▸ What the task asks
Format the data below as a Markdown table with the columns Row and Line, placing each non-blank line in its own numbered row. Leave the pictures out of the table.

Collected data entries
■ ■ ■ ■ ■

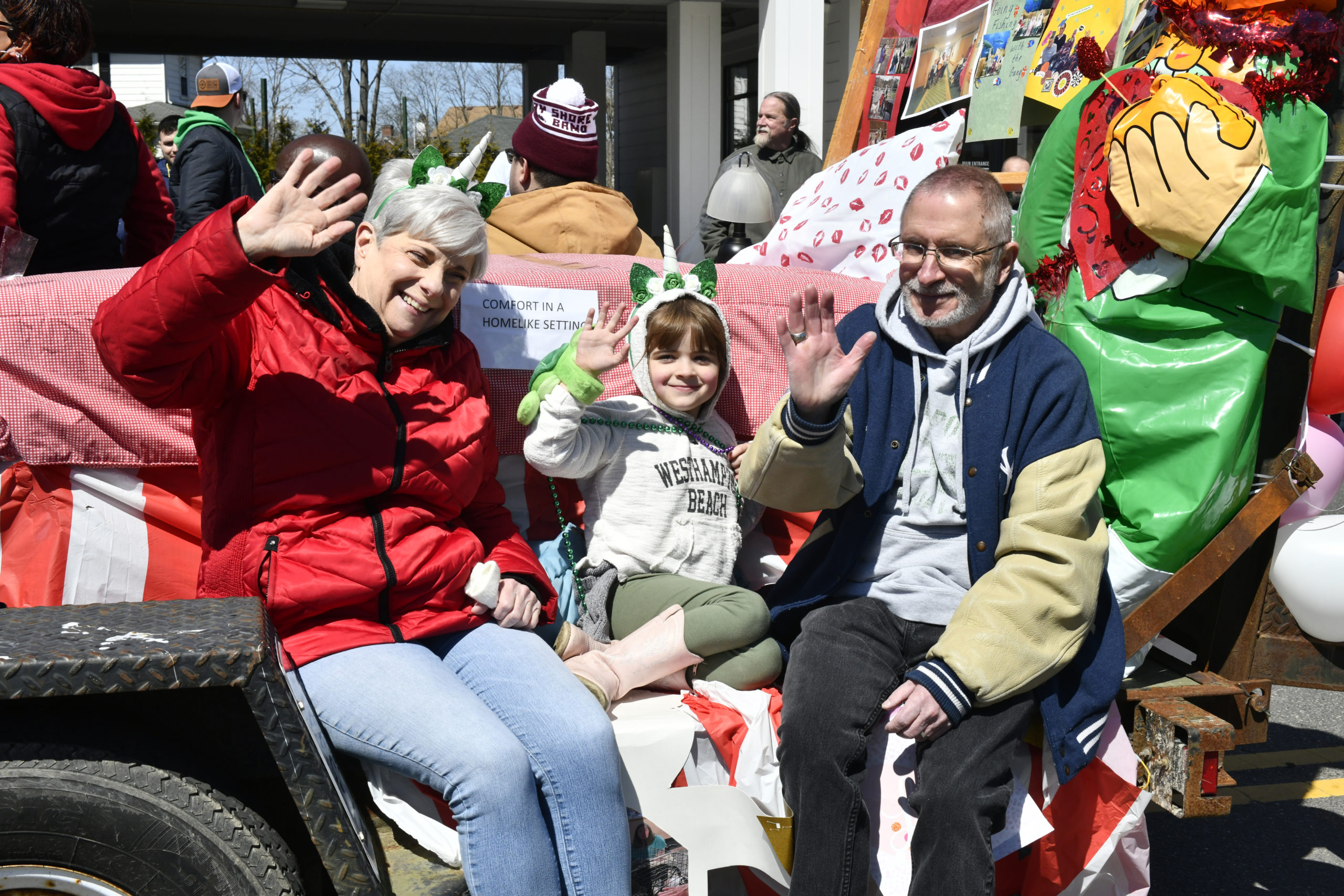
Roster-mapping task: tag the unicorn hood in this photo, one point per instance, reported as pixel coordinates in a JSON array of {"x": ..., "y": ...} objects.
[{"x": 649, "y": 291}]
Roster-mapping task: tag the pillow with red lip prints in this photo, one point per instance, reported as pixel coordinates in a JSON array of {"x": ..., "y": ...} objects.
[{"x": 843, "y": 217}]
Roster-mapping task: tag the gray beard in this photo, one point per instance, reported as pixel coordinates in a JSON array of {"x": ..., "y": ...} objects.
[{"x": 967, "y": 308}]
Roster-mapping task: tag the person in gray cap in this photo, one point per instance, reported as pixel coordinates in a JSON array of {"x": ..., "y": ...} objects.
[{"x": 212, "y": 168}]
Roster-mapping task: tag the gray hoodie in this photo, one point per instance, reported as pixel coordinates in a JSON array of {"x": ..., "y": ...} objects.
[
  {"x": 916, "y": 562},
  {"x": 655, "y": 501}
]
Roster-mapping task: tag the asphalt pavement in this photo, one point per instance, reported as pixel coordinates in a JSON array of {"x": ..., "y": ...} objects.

■ ■ ■ ■ ■

▸ Worked answer
| Row | Line |
|---|---|
| 1 | Roster-mapping task: tag the unicorn hood in this photo, one point per instance, reported as pixel coordinates in a JSON array of {"x": ..., "y": ...} objects. |
| 2 | [{"x": 649, "y": 291}] |
| 3 | Roster-mapping task: tag the pillow with red lip prints in this photo, one point per instance, reported as pixel coordinates in a JSON array of {"x": ..., "y": ...} objects. |
| 4 | [{"x": 843, "y": 217}] |
| 5 | Roster-mapping task: tag the gray beard in this photo, one point per instance, reported as pixel coordinates in a JSON array of {"x": ..., "y": ...} objects. |
| 6 | [{"x": 967, "y": 308}] |
| 7 | Roster-mapping task: tag the person in gray cap in this photo, one point per instance, reported as pixel coordinates in a JSON array of {"x": ..., "y": ...} objects. |
| 8 | [{"x": 212, "y": 168}] |
| 9 | Roster-mapping task: tag the gray hoodie in this photo, one point per instance, reported as pixel coordinates in a JSON array of {"x": ..., "y": ...} objects. |
| 10 | [ |
| 11 |   {"x": 916, "y": 562}, |
| 12 |   {"x": 655, "y": 501} |
| 13 | ] |
| 14 | Roster-mapping task: tag the asphalt pavement in this photo, one point per instance, reported as pixel coordinates in a JSON array of {"x": ..., "y": ...} objects. |